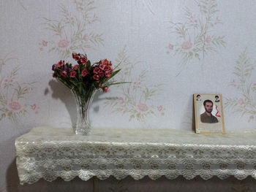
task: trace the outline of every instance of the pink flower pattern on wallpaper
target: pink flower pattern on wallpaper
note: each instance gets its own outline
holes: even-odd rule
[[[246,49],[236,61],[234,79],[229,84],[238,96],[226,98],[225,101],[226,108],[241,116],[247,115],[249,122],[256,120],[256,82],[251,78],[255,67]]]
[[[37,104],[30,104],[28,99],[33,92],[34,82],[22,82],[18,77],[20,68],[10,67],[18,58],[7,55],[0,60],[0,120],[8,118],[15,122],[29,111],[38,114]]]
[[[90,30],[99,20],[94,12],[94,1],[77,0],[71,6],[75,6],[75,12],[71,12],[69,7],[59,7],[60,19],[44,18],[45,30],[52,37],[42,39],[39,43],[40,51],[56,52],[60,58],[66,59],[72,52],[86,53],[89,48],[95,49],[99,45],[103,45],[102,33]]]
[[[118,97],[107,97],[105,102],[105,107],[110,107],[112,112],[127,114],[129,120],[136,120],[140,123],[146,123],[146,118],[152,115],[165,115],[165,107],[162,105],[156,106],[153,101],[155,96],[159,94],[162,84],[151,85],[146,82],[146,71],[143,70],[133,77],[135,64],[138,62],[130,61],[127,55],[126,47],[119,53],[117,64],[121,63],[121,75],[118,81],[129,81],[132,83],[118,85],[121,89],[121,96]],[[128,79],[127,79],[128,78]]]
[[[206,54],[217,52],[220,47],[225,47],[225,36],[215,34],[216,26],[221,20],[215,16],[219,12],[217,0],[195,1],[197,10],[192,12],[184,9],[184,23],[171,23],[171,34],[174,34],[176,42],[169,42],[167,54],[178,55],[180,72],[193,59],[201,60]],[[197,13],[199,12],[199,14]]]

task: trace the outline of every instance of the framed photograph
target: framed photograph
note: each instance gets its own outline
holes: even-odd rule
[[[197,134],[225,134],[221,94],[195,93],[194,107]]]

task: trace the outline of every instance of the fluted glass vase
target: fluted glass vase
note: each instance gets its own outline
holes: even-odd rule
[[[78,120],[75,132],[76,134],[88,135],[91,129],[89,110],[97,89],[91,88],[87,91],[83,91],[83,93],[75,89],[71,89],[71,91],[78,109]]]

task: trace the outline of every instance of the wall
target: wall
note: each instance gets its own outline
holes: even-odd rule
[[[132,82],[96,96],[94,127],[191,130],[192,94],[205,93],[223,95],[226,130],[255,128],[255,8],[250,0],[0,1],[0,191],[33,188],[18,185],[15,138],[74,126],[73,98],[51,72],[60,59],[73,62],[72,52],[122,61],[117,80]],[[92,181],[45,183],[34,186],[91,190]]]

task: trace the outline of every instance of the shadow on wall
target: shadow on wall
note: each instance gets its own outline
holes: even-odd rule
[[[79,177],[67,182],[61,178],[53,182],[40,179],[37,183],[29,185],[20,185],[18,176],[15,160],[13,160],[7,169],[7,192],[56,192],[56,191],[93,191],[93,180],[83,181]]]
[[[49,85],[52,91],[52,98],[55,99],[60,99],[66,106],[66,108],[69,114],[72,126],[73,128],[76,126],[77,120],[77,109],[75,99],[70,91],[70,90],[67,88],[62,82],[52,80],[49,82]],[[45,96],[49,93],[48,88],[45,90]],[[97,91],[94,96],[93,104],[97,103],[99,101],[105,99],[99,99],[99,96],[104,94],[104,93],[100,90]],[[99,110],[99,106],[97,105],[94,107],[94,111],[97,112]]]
============================================================
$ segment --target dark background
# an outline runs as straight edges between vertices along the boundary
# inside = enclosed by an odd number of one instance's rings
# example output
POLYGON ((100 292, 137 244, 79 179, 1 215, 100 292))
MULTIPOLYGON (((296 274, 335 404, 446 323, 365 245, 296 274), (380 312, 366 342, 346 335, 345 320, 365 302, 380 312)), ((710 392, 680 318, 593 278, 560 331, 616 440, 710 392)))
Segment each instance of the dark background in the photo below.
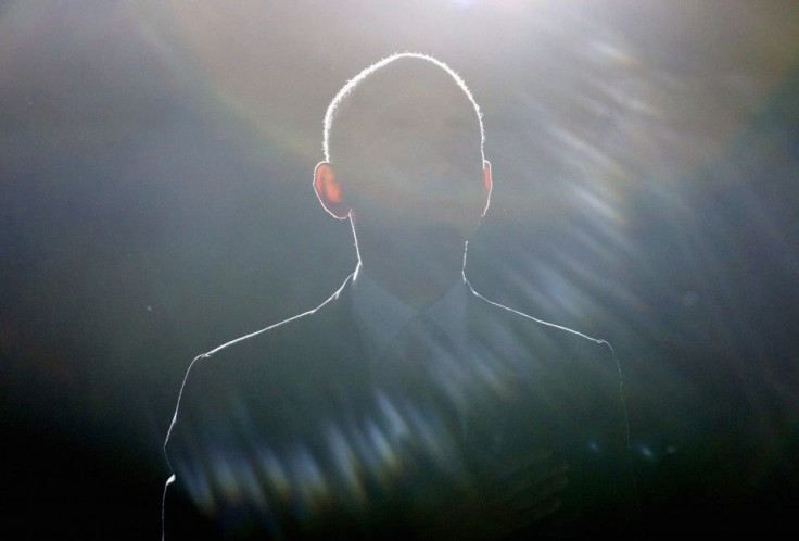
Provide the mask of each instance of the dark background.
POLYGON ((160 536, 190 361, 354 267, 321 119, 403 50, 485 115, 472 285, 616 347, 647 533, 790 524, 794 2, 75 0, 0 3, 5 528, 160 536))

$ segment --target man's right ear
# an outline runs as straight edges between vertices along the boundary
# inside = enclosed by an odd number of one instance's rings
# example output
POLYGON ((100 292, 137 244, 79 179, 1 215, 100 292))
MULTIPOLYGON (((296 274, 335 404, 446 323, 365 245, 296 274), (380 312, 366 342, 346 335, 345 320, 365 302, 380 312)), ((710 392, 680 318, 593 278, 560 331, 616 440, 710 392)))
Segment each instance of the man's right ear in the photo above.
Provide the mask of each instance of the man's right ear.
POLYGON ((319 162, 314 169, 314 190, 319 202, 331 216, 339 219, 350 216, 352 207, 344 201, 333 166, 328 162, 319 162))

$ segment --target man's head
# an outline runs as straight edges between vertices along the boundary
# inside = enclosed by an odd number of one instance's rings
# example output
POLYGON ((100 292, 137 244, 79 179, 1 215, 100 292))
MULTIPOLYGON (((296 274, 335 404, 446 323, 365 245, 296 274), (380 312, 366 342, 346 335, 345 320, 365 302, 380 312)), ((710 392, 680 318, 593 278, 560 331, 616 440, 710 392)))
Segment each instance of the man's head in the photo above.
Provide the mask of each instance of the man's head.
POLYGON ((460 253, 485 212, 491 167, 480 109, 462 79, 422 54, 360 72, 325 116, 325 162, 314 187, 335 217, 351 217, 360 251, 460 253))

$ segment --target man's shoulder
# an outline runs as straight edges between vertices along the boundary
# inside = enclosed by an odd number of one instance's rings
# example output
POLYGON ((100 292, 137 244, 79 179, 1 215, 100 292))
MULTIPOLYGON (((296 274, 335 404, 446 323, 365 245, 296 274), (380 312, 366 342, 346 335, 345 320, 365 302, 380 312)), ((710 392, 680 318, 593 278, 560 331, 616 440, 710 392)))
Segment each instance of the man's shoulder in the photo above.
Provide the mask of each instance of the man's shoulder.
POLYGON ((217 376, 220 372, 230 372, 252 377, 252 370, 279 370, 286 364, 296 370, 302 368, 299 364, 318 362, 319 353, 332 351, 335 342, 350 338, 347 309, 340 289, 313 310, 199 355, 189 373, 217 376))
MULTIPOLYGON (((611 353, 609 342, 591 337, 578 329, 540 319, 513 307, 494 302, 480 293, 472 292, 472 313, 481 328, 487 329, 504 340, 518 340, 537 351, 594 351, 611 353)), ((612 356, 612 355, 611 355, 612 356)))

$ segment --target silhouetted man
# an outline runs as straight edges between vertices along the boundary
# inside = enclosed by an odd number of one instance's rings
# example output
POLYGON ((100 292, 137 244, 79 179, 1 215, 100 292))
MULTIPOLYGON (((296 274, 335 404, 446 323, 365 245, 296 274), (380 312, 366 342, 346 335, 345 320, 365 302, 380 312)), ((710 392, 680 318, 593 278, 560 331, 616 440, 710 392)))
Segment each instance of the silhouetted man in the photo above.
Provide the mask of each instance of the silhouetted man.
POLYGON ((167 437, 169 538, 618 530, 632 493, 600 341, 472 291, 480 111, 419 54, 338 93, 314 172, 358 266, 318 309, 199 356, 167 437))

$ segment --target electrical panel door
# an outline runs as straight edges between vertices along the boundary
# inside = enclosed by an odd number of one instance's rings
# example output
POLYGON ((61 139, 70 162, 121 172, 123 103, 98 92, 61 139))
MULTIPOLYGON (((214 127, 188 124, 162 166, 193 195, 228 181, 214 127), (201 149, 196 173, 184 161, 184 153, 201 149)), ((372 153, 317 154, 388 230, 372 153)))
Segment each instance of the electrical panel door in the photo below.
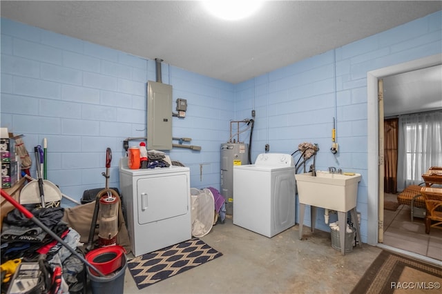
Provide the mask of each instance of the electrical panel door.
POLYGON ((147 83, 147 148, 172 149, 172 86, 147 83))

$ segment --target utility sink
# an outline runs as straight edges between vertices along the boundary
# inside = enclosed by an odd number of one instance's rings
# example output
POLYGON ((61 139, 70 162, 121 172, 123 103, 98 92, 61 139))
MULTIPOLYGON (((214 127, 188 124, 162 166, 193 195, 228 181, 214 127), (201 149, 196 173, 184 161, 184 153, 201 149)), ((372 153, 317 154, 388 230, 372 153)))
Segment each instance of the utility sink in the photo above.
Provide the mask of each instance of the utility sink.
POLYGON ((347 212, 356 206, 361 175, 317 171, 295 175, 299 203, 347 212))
============================================================
Instructions for the task
Format the portion of the entries that opens with the line containing "--target utility sink" and closes with the line containing "POLYGON ((347 212, 356" as a JSON list of strings, one string per line, including both of those lines and omitting any blank lines.

Worked answer
[
  "$ segment --target utility sink",
  "# an outline runs as straight edges between vertices along the boundary",
  "# inside = enclosed by an odd number of one instance's rings",
  "# example output",
  "POLYGON ((61 139, 70 162, 121 172, 123 103, 98 92, 61 139))",
  "MULTIPOLYGON (((214 127, 188 124, 162 166, 193 195, 228 181, 214 127), (201 149, 196 173, 184 161, 184 153, 201 149)), ((372 153, 317 154, 388 230, 372 153)))",
  "Segment each instance of the utility sink in the photo above.",
  "Provide the mask of each instance of the utility sink.",
  "POLYGON ((347 212, 356 206, 361 175, 317 171, 295 175, 299 203, 347 212))"
]